**DIRECTIONS:**
1: Could you rewrite the paragraph that begins "'Wasting My Time' is a song by Canadian rock band Default" from the article on the song as a brief list that keeps its main facts?
2: Can you update the article on the song "Wasting My Time" by giving its text between "Music video" and "rock airplay chart.", inclusive, with "debut" changed to "first"?
3: Would you go on with the article on the song "Wasting My Time" from the point where it stops?

**EXCERPT PROVIDED:**
Single by Default

from the album The Fallout
- B-side: "Blind"; "Slow Me Down"; "Deny";
- Released: August 28, 2001
- Genre: Post-grunge
- Length: 4:29 (album version); 3:59 (radio version);
- Label: TVT
- Songwriters: Dallas Smith; Jeremy Hora; Dave Benedict; Danny Craig;
- Producers: Chad Kroeger; Rick Parashar;

Default singles chronology
|  | "Wasting My Time" (2001) | "Deny" (2002) |

Music video
- "Wasting My Time" on YouTube

= Wasting My Time =

2001 single by Default

"Wasting My Time" is a song by Canadian rock band Default for their debut studio album, The Fallout (2001). It was released as their debut single on August 28, 2001. The song was written by the members of the band and produced by Chad Kroeger and Rick Parashar. "Wasting My Time" is Default's most commercially successful song, having reached number 13 on the US Billboard Hot 100 chart and numbers two and three, respectively, on the Billboard Mainstream Rock Tracks and Modern Rock Tracks charts. It was also their first of three singles to top the Canadian rock airplay chart.

**COLLECTED DATA:**
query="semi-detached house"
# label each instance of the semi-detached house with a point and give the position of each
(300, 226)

**THE RESPONSES:**
1:
- Song by Canadian rock band Default from their debut studio album, The Fallout (2001)
- Released August 28, 2001, as the band's debut single
- Written by the band members and produced by Chad Kroeger and Rick Parashar
- Default's most commercially successful song, reaching number 13 on the US Billboard Hot 100, number two on Mainstream Rock Tracks and number three on Modern Rock Tracks
- The first of the band's three singles to top the Canadian rock airplay chart

2:
Music video
- "Wasting My Time" on YouTube

= Wasting My Time =

2001 single by Default

"Wasting My Time" is a song by Canadian rock band Default for their first studio album, The Fallout (2001). It was released as their first single on August 28, 2001. The song was written by the members of the band and produced by Chad Kroeger and Rick Parashar. "Wasting My Time" is Default's most commercially successful song, having reached number 13 on the US Billboard Hot 100 chart and numbers two and three, respectively, on the Billboard Mainstream Rock Tracks and Modern Rock Tracks charts. It was also their first of three singles to top the Canadian rock airplay chart.

3:
==Composition==
"Wasting My Time" was written by Default (Dallas Smith, Jeremy Hora, Dave Benedict, and Danny Craig) and was produced by Chad Kroeger and Rick Parashar. The song is a power ballad that draws on influences of various rock genres and lasts for four minutes and twenty-nine seconds. (Note: Length of the full version featured on The Fallout.) According to the sheet music published by EMI Music Publishing, it is set in common time to a "moderate rock" tempo of 120 BPM. "Wasting My Time" was originally composed in the key of D major and follows a chord progression of D_{sus9}–G_{sus9} in the verses and G_{5}–B_{5}–G_{5}–A_{5} in the chorus. Smith's vocal range on the track spans one full octave, from A_{4} to A_{5}.

Musically, the song features melodic verses of singing and clean, bright guitar picking. This moves into a hard-hitting, wailing chorus and a distorted guitar solo as the interlude. Eric Aiese of Billboard described the song as having an "early-90s grunge sound" while also noting the influence of alternative rock in its production. The song's lyrics find the narrator contemplating if he is wasting his time investing in a dead-end relationship.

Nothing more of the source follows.